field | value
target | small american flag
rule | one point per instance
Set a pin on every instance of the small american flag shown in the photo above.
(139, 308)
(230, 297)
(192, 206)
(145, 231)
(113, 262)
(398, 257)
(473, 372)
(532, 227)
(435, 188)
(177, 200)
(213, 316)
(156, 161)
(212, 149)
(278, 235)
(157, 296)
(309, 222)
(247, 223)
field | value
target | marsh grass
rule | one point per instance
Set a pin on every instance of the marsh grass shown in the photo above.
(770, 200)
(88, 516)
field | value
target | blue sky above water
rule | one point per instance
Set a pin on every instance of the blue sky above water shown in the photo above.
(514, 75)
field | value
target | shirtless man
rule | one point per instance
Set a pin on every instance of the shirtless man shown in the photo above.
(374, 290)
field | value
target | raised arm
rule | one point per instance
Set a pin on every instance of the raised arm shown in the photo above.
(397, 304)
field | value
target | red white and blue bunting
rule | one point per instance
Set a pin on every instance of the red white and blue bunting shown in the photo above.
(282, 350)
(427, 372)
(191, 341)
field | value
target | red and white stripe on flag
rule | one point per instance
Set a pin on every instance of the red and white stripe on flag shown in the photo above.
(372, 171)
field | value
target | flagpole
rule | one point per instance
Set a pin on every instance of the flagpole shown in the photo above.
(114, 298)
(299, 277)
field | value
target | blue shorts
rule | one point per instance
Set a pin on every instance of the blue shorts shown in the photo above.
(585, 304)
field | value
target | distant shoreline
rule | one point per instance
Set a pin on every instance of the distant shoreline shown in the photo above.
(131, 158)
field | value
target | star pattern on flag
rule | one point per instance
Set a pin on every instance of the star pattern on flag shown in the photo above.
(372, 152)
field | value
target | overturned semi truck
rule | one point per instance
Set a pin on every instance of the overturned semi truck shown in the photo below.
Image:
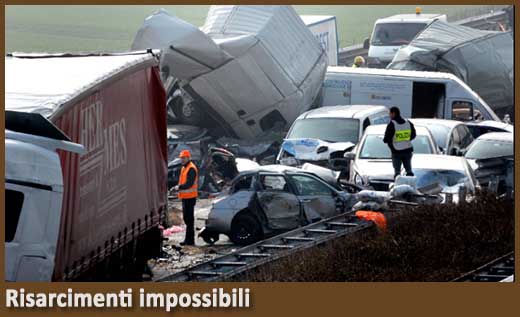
= = = =
◆ Task details: Return every line of the data above that contains the word "marsh".

◆ Completed exercise:
target | marsh grass
Set a pin on every instance of the marsh grass shown in the photo above.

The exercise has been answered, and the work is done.